THE REQUEST. Rescale the rows below by reproducing every line, requests included, with each point coordinate in the answers multiplied by 0.35 and rounded to a whole number, halves rounding up. Keep the numbers in the requests and their format samples unchanged, and omit the pictures.

MATERIAL PROVIDED.
· · · · ·

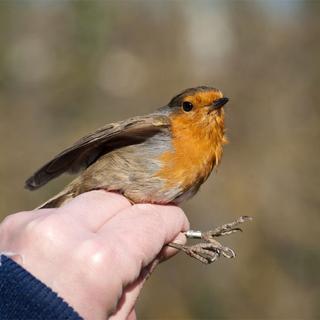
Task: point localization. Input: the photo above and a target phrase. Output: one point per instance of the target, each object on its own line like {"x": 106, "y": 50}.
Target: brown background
{"x": 69, "y": 67}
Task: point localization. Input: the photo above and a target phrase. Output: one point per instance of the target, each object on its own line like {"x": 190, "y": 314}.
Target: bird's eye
{"x": 187, "y": 106}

· · · · ·

CORRECT RESULT.
Task: point localization. Input: the photo above and a target phrase. Output: one point per instance of the target, each object on its own line like {"x": 106, "y": 50}.
Target: brown background
{"x": 24, "y": 23}
Task: point localization. Input: the photo above and a target phrase. Output: one point per instance of the target, each object on its own line like {"x": 190, "y": 314}.
Target: bird's eye
{"x": 65, "y": 37}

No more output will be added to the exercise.